§ Passage to read:
********

County
Civil Court: LANDLORD/TENANT – Court registry –
Appellant still required to deposit funds in court registry even if her claim
was that she had to pay property taxes in lieu of monthly rent. Issues of newly discovered evidence first
asserted on appeal were not preserved and did not constitute fundamental
error. Eviction judgment affirmed. Carolyn
Jones v. Myrtis Jones, No. 51-2008-CC-004613-WS (Fla. 6th Cir.
Ct. Nov. 20, 2009).
NOT FINAL UNTIL REHEARING TIME EXPIRES
AND, IF FILED, DETERMINED
IN THE CIRCUIT COURT OF THE SIXTH
JUDICIAL CIRCUIT
OF THE STATE OF FLORIDA, IN AND FOR
PASCO COUNTY
APPELLATE DIVISION
CAROLYN
JONES,
Appellant,
UCN:
51-2008AP000015XXXX-WS
v.
Case
No: 51-2008-AP-15-WS
Lower
No: 51-2008-CC-004613-WS
MYRTIS
JONES,
Appellee.
________________________/
Appeal from Pasco County
Court
County Judge Anne
Wansboro
James Kelley, Esquire
Harley Herman, Esquire
Attorneys for Appellant
Daniel J. Kortenhaus, Esquire
Attorney for Appellee
ORDER AND OPINION
THIS
CAUSE came before the Court on appeal, filed by Appellant, from the Default
Final Judgment for Eviction, entered December 5, 2008. Upon review of the briefs, the record, and
being otherwise fully advised, the Court affirms the trial court’s ruling as
set forth below.
The record shows that Appellee filed
a two-count complaint alleging tenant eviction and damages, on November 10,
2008. Appellee alleged that there was an
oral agreement requiring her daughter, Appellant, to pay rent in the amount of
$500 on the first day of each month.
Appellant did not pay rent as scheduled from May through October 2008 (a
total of six months). Appellant,
however, paid $200, on October 1, 2008.
Appellee calculated that Appellant owed the remaining $2,300.00 plus
interest. On November 4, 2008, Appellee
served Appellant with a three-day notice to pay rent or vacate. Appellant did neither.
In a handwritten response, Appellant
contended that she was the daughter of Appellee and did not have a verbal
agreement to pay any rent. Instead,
Appellant maintained that the verbal agreement was for her to pay the annual
property taxes of $1,000. Appellant
added that the house in question was condemned by the county, but that she had
paid about $25,000 in maintenance and repairs to pass county inspection.
Consequently, an order of default
was issued by Judge Anne Wansboro. The
order of default stated that the response filed by Appellant (1) did not allege
that the rent had been paid within three days after the notice to pay rent was
served; (2) did not indicated that the rent had been deposited with the Clerk
of Court; and (3) did not request a hearing to determine either the amount of
rent that should be deposited into the Court Registry nor attach documentation
in support of the motion. The Final
Judgment of Eviction was issued on December 5, 2008. The Writ of Possession was subsequently
issued on December 9, 2008. Appellant
filed a timely notice of appeal, on December 18, 2008.

********

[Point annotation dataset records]
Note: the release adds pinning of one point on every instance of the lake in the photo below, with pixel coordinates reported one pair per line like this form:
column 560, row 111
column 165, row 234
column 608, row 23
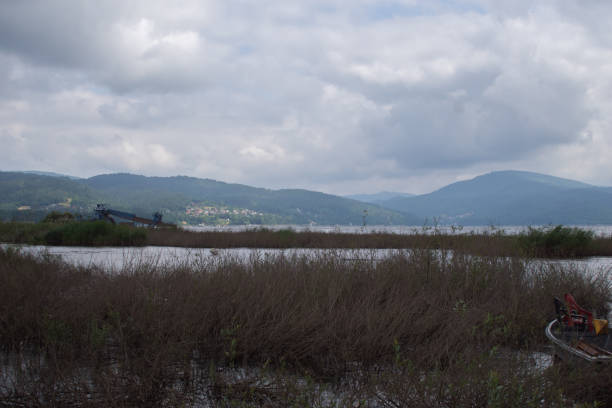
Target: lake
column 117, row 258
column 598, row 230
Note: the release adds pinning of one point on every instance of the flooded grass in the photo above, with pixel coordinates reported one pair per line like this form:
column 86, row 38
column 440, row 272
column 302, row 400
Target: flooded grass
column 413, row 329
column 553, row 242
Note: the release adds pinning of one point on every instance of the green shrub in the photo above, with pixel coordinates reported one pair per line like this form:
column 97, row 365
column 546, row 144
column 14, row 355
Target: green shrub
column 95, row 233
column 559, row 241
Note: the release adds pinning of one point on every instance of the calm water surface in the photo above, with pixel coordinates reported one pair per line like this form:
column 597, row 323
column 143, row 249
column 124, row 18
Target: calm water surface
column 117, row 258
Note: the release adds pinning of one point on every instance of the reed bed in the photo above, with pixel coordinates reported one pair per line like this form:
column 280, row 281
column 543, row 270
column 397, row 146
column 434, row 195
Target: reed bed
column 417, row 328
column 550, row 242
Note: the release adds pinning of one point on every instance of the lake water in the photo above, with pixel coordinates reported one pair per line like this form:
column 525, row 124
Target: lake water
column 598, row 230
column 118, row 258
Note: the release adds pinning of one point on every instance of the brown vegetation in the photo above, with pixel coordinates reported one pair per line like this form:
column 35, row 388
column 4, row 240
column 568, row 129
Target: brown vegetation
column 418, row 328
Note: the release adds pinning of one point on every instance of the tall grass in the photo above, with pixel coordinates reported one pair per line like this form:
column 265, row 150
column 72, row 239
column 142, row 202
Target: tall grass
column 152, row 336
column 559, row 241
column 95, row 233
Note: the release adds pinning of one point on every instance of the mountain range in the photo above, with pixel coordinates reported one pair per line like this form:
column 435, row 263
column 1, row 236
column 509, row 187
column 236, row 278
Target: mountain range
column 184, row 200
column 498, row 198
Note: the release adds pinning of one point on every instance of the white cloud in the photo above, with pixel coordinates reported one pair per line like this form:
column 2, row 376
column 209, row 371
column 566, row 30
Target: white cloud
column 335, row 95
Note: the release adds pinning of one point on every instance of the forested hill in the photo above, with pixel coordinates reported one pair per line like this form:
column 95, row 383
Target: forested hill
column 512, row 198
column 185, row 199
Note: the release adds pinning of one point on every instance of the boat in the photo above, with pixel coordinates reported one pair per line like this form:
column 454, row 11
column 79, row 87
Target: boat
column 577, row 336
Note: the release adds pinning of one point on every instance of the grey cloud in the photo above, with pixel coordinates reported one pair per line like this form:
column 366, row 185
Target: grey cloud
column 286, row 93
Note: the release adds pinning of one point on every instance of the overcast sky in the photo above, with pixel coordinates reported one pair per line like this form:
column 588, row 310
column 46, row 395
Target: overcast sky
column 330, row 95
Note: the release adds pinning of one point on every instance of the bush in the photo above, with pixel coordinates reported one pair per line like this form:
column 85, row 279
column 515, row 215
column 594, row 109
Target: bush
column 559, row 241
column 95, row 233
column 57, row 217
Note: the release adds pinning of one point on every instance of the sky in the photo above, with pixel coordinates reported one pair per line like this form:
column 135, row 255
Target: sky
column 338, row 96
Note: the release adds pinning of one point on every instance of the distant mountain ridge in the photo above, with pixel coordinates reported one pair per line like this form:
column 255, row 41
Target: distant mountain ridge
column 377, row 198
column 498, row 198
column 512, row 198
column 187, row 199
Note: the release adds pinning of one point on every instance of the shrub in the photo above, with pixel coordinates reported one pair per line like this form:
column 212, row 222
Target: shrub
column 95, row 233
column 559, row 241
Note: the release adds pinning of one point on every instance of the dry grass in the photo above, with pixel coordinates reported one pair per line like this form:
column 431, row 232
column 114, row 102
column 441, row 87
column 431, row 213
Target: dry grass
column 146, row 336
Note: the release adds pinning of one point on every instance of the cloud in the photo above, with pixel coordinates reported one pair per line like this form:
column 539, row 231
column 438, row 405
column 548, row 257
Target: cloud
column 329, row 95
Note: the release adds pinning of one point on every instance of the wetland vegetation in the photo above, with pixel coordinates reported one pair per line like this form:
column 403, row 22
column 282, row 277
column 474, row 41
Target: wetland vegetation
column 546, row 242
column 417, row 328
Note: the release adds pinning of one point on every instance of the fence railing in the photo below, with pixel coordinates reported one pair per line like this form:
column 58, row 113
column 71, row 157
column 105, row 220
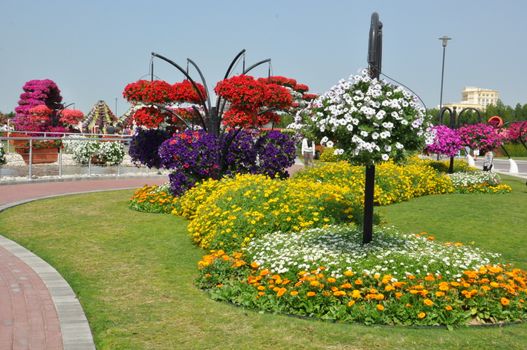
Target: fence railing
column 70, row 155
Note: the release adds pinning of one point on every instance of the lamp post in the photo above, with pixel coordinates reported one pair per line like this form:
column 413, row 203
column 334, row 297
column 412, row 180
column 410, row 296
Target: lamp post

********

§ Task set:
1: According to the court opinion, on what date was the Writ of Possession issued?
2: Decide whether each statement agrees with the court opinion, answering yes or no and quoting the words that settle it: (a) Appellee alleged an oral agreement setting rent at $500 a month. (b) Appellant paid the rent after being served with the three-day notice. (c) Appellant claimed the verbal agreement required her to pay the annual property taxes instead of rent.
3: Continue the court opinion from its last sentence.
None of the rows are needed here.

§ Results in order:
1: December 9, 2008.

2:
(a) Yes: "pay rent in the amount of $500 on the first day of each month"
(b) No: "Appellant did neither."
(c) Yes: "the verbal agreement was for her to pay the annual property taxes of $1,000"

3:
Before this Court, Appellant argues
that the trial court made an error of law or abused its discretion by issuing
the Order of Default and the Final Judgment of Eviction because Appellant was
not required to make a deposit into the Registry of the Court. Florida Statutes Section 83.60(2) requires a
tenant in a residential eviction action, who is asserting a defense other than
payment, to deposit the rent into the Registry of the Court. Appellant asserted that she was not required
to pay rent; therefore, she was not required to pay into the registry.
Alternatively, Appellant argues that
she was not a “tenant” within the definition of Section 83.43(4), Fla. Stat.
(2008). Section 83.43(4) defines a
tenant as any person entitled to occupy a dwelling unit under a rental
agreement. Appellant furthers that the
agreement allowing her to occupy the dwelling in exchange for certain repairs
and improvements does not constitute a rental agreement. Therefore, Florida Statute Section 83.60(2)
would not apply to Appellant, and eviction would be an inappropriate remedy.
Appellant’s arguments lack merit. When a landlord files a residential eviction
action under Chapter 83 of the Florida Statutes, the Clerk issues a summons
notifying tenants of the steps they take to have a judge hear their case. See § 83.60(2), Fla. Stat. (2008). The tenant must: (1) assert payment of rent
and provide evidence of such; or (2) deposit the undisputed portion of the
unpaid rent into the court registry; and (3) ask the court to determine how
much rent will need to be deposited.
Appellant was made aware of these conditions, but did not comply.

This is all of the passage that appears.